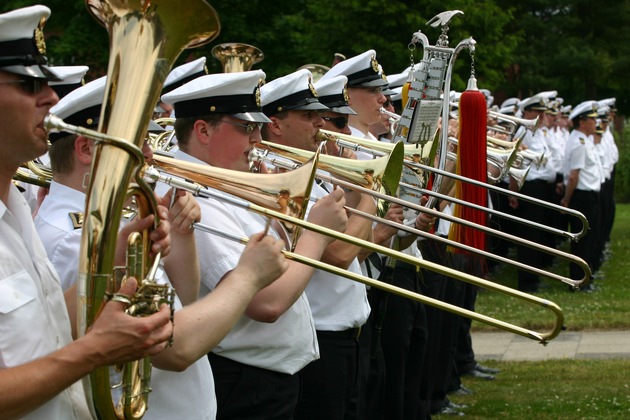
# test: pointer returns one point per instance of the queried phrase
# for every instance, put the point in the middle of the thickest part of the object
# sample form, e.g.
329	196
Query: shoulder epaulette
77	219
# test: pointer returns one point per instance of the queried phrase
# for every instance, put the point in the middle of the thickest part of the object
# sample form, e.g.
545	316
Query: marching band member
539	184
398	325
185	390
339	306
582	181
255	366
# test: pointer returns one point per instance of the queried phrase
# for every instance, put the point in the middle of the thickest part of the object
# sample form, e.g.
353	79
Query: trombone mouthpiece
472	83
323	137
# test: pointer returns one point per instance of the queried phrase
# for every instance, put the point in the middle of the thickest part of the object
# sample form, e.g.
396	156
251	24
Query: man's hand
184	211
329	212
160	236
262	260
118	337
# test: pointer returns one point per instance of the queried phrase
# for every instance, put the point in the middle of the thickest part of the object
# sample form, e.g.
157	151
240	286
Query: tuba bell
146	37
235	56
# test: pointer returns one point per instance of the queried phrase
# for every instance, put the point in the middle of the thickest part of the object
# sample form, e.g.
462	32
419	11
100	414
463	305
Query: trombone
220	179
377	148
332	164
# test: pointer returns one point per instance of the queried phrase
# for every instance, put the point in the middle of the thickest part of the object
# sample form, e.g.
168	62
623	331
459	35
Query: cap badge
311	87
257	93
39	37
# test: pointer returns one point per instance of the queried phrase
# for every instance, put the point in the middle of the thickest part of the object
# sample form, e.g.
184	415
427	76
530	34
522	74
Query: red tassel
471	163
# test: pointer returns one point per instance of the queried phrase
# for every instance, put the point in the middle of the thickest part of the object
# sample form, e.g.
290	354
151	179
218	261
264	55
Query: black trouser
441	326
586	203
532	257
330	384
608	209
497	245
248	392
403	342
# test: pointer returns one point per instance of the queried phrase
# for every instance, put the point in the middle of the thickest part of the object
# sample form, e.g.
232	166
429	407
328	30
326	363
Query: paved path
505	346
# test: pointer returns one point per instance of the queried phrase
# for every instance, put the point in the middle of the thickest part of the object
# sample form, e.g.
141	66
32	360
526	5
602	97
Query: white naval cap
603	112
82	107
610	102
566	110
534	103
584	110
509	106
510	102
22	46
333	93
361	70
397	96
184	74
237	94
71	78
488	96
549	94
293	92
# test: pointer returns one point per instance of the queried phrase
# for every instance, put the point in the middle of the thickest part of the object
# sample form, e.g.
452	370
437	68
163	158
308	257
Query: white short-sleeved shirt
33	316
580	154
286	345
538	143
188	394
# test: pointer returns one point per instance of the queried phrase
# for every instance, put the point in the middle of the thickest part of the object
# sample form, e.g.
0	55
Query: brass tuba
235	56
146	37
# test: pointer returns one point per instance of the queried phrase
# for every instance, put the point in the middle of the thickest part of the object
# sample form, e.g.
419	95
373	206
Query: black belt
401	265
585	193
349	333
539	181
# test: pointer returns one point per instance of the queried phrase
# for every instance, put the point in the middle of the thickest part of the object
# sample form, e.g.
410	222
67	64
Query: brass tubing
541	337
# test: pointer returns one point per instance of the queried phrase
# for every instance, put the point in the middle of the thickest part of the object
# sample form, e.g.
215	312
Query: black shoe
486	369
589	288
462	390
458	407
479	375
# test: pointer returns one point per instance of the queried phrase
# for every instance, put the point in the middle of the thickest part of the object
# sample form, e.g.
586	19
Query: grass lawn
608	308
556	389
561	389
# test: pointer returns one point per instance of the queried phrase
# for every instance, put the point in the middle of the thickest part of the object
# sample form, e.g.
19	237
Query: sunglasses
249	127
30	85
339	122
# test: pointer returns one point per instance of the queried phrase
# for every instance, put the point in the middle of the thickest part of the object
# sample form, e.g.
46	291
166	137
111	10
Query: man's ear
84	148
203	131
275	127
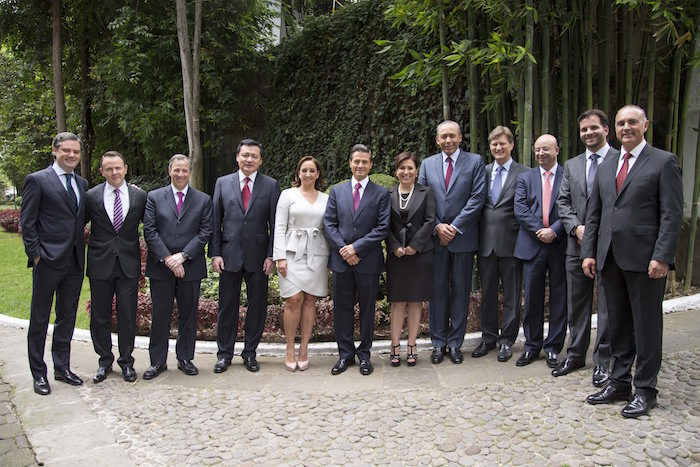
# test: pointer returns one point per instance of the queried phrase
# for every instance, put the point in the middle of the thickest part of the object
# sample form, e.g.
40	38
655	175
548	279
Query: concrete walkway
480	412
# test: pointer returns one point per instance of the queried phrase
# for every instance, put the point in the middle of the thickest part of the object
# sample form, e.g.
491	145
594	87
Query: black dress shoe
455	355
41	387
566	367
437	356
154	370
600	376
221	365
251	364
187	367
609	394
482	349
504	353
526	358
366	367
552	360
129	374
101	374
638	406
67	376
341	365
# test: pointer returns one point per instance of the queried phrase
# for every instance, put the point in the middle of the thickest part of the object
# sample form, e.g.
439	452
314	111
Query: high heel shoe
411	356
395	357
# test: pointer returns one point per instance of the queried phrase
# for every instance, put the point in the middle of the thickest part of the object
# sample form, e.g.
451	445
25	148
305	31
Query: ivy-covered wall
330	89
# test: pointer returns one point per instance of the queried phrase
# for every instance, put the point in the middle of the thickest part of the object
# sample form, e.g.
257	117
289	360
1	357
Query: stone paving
479	413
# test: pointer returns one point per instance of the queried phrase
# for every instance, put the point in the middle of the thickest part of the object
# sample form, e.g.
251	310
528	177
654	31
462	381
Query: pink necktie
180	196
622	174
118	213
245	193
546	199
448	173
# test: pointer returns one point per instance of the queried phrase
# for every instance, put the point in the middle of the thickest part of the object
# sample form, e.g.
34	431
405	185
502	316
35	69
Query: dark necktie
448	173
622	174
245	193
71	192
118	213
497	185
180	196
546	198
591	172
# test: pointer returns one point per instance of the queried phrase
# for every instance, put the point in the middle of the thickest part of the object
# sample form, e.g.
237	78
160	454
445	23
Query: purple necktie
180	196
118	213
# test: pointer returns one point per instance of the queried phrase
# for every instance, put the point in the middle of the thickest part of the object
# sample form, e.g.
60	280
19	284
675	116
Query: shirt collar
184	190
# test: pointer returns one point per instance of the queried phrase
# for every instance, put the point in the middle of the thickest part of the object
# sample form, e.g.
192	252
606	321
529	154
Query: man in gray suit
579	174
498	229
52	220
458	181
632	226
177	225
245	203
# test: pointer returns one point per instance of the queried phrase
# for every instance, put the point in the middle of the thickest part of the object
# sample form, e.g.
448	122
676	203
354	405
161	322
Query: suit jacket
459	205
51	228
106	245
642	222
364	229
244	238
167	233
528	210
420	222
573	198
498	227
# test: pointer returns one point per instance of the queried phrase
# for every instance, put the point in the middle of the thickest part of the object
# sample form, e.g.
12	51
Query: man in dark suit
498	229
579	174
115	210
632	226
458	181
241	248
356	222
52	218
177	225
541	245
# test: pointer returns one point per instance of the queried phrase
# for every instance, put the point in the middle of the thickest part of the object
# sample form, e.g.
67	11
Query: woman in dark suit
409	267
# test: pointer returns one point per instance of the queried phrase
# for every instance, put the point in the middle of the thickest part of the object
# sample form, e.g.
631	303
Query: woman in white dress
301	253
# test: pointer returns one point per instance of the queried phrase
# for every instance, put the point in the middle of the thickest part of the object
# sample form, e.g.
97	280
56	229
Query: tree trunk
86	104
650	92
57	64
693	218
190	84
443	70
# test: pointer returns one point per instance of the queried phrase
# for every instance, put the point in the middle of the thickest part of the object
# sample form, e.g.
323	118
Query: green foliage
330	90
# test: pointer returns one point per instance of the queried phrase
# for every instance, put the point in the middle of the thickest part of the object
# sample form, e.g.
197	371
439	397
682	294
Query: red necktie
448	173
179	202
622	174
546	198
356	196
245	193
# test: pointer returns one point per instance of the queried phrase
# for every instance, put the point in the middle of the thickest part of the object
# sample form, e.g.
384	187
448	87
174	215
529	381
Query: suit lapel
642	159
----------
Aim — Leave out the pictures and copy everything else in the records word for word.

Solution to the exercise —
# test: pointer returns one point per instance of the queried phrase
# for every instance, put the point in the middle of the thickest part of the object
# sample form, e.g.
329	196
Query: shoulder epaulette
77	219
# test: pointer returns one point per instance of the queried phrase
# for every instance, put the point in the middle of the thickest part of the object
# sample form, e.g.
545	316
Query: marching band member
539	184
398	325
185	390
339	306
582	181
255	366
# test: pointer returns one point per instance of the queried phrase
# for every instance, put the point in the middle of the thickest part of the object
# sample form, e.g.
353	79
Query: trombone mouthpiece
472	83
323	137
# test: pointer returns one point per instance of the queried phrase
# for every instance, put the point in the middle of the thickest part of the object
# sample form, e.g.
396	156
251	24
Query: man's hand
184	211
329	212
160	236
262	260
118	337
# test: pointer returns one point per instance of the queried phrase
# for every instance, put the point in the middle of the thickest part of the object
# sample form, e.g.
157	151
240	286
Query: tuba bell
146	37
235	56
# test: pointer returns one point per instance of the queried phrase
# for every instance, put the point in the middle of the thickest part of the object
# sample form, e.g.
462	32
419	11
100	414
463	305
Query: trombone
220	179
377	148
332	164
# test: pointer returns one point per instance of the queried phrase
# for every instance, put the point in the middle of the thickest part of the object
# sample form, e.g.
168	62
623	331
459	35
Query: cap badge
311	87
257	93
39	37
# test: pointer returns one point per instance of the queried phrase
# for every instance, put the point in the middle of the thickest part of the object
# sample form, e.g.
184	415
427	76
530	34
522	74
Query: red tassel
471	163
# test: pointer returns one point per instance of the queried phrase
# for every instance, put the point in the middle of the thickest part of the object
# sample form, e.g.
290	354
151	179
218	261
264	55
Query: black trouser
441	326
586	203
532	257
330	384
608	209
497	245
248	392
403	342
# test: pointer returns one point per instance of the queried phrase
# for every instance, put the point in the middle of the thickest part of the object
# sample form, e.g.
232	166
429	407
328	30
326	363
Query: paved path
505	346
# test: pointer returns one point per instance of the queried phrase
# for every instance, put the point in the middle of the thickest part of the object
# sample form, e.g.
141	66
32	360
526	5
602	97
Query: white naval cap
603	112
82	107
610	102
566	110
534	103
584	110
509	106
510	102
22	46
333	93
361	70
397	96
184	74
237	94
71	78
488	96
549	94
293	92
# test: pointer returns one point per instance of the queried phrase
# for every instance, put the point in the middle of the thickest part of the object
# sample form, e.g.
452	370
437	68
163	158
308	257
Query: white short-sleeved shirt
33	316
580	154
286	345
538	143
188	394
# test: pointer returns one point per instance of the queried phrase
# for every instance, put the point in the middle of the thickest part of the object
# sample form, e.g.
0	55
Query: brass tuba
235	56
146	37
# test: pointer returns one point per instance of the queried phrase
# for every instance, put the point in the middle of the thickest part of the object
# sample form, e.g.
419	95
373	206
Query: black belt
401	265
585	193
349	333
539	181
# test: pointer returns one point per instance of the queried phrase
# for every instance, put the point in the middle of the thickest part of the object
# sample form, e.g.
410	222
67	64
Query: brass tubing
541	337
# test: pointer returns one point per instance of the queried phrase
# for every instance, put the point in the middle of the thickest part of the object
# sample form, e.g.
215	312
Query: black shoe
486	369
589	288
462	390
458	407
479	375
# test: pointer returns one point per instance of the queried phrase
# for every instance, put the point in the middle of the thickest part of the object
# sample form, e.g.
586	19
Query: grass lawn
608	308
556	389
561	389
# test: pointer returns one point per instance of the queried phrase
# for every instance, put the point in the middle of the thickest part of the object
# sample form, e.g.
19	237
Query: sunglasses
249	127
30	85
339	122
# test: pointer returns one point per instance of the queried phrase
# for every instance, put the point in the middle of the thickest part of the object
# sample form, e.g.
46	291
166	137
111	10
Query: man's ear
84	148
203	131
275	127
# test: pointer returns one point per instance of the queried phrase
# for every instance, put the point in the middle of the thickest part of the object
# sample form, e.g.
40	38
655	175
548	279
Query: concrete walkway
480	412
# test: pointer returns one point per instance of the queried phrase
# for every instance, put the point in the middle of the thickest part of the object
# sample form, e.g.
491	145
594	87
Query: black dress shoe
455	355
41	387
566	367
437	356
154	370
600	376
221	365
251	364
187	367
609	394
482	349
504	353
526	358
366	367
552	360
129	374
101	374
638	406
67	376
341	365
# test: pointer returns one point per instance of the queried phrase
# for every instance, put the point in the middle of the thickest part of the object
# sample form, e.g.
439	452
314	111
Query: high heel shoe
411	356
395	357
# test: pointer returns one point per instance of the queried phrase
# for every instance, put the point in the middle of the thickest part of the object
# sample form, e.g.
451	445
25	148
305	31
Query: ivy-covered wall
330	89
# test: pointer returns one point per instance of the queried phrase
# for every instance, put the point in the middle of the thickest part of the object
# sample form, e.g.
257	117
289	360
1	357
Query: stone paving
479	413
# test: pointer returns one point per instance of the queried phrase
# for every instance, put the point in the middle of the thickest part of the object
# sample form, e.g.
251	310
528	177
654	31
462	381
Query: pink necktie
180	196
622	174
118	213
245	193
546	199
448	173
# test: pointer returns one point per instance of the queried phrase
# for every instance, put the point in the middle of the thickest part of the object
# sample form, e.g.
34	431
405	185
502	316
35	69
Query: dark necktie
448	173
622	174
245	193
71	192
118	213
497	185
180	196
546	198
591	172
# test: pointer returns one point per instance of the queried phrase
# for every instance, put the point in the middle of the thickest part of the object
# sample form, e.g.
237	78
160	454
445	23
Query: purple necktie
180	196
118	213
# test: pointer returns one point per instance of the queried phrase
# for every instance, put the point in the middle of the thickest part of the object
# sample form, e.g.
60	280
19	284
675	116
Query: shirt collar
184	190
# test: pointer returns one point per instance of the queried phrase
# for every instance, put the point in the middle of the thickest part of the object
# sample form, e.g.
192	252
606	321
529	154
Query: man in gray suit
579	174
498	229
52	220
458	181
632	226
177	225
245	203
# test: pointer returns one point per instance of the queried phrase
# for every instance, put the point in the middle of the thickest part of the object
# sample form, e.g.
448	122
676	203
354	405
161	322
Query: suit jacket
459	205
51	228
106	245
642	222
364	229
244	238
167	233
528	210
420	222
573	198
498	227
# test: pointer returns one point per instance of the queried phrase
# for every instance, put the point in the middle of the thickest part of the object
# sample form, e.g.
12	51
Query: man in dark suit
498	229
579	174
115	210
632	226
458	181
241	248
356	222
52	218
177	225
541	245
# test: pointer returns one point per instance of the queried phrase
# for every instance, put the point in the middle of the thickest part of the object
# sample form, e.g.
67	11
Query: woman in dark suit
409	267
# test: pointer returns one point per instance of the queried phrase
# for every instance, put the point in the middle of the thickest part of the object
# sample form, e.g.
631	303
Query: woman in white dress
301	253
# test: pointer returns one point per instance of the queried phrase
# for every instance, put the point in the middle of the thickest part of the object
# sample form, e.g.
97	280
56	229
Query: tree trunk
86	104
650	92
57	64
693	218
190	84
443	70
# test: pointer returns one point per instance of the queried phrase
# for every instance, put the point in the middle of the thickest part of the object
# sample form, e.g.
323	118
Query: green foliage
330	90
# test: pointer returns one point per instance of the queried phrase
# for every instance, put the point in the middle of the thickest part of the object
# sample form, e.g.
197	371
439	397
682	294
Query: red necktie
448	173
179	202
622	174
546	198
356	196
245	193
# test: pointer returns one point per instance of the queried phrase
# for every instance, put the point in the middle of the thickest part of the object
# sample form, e.g.
384	187
448	87
174	215
529	381
Query: suit lapel
642	159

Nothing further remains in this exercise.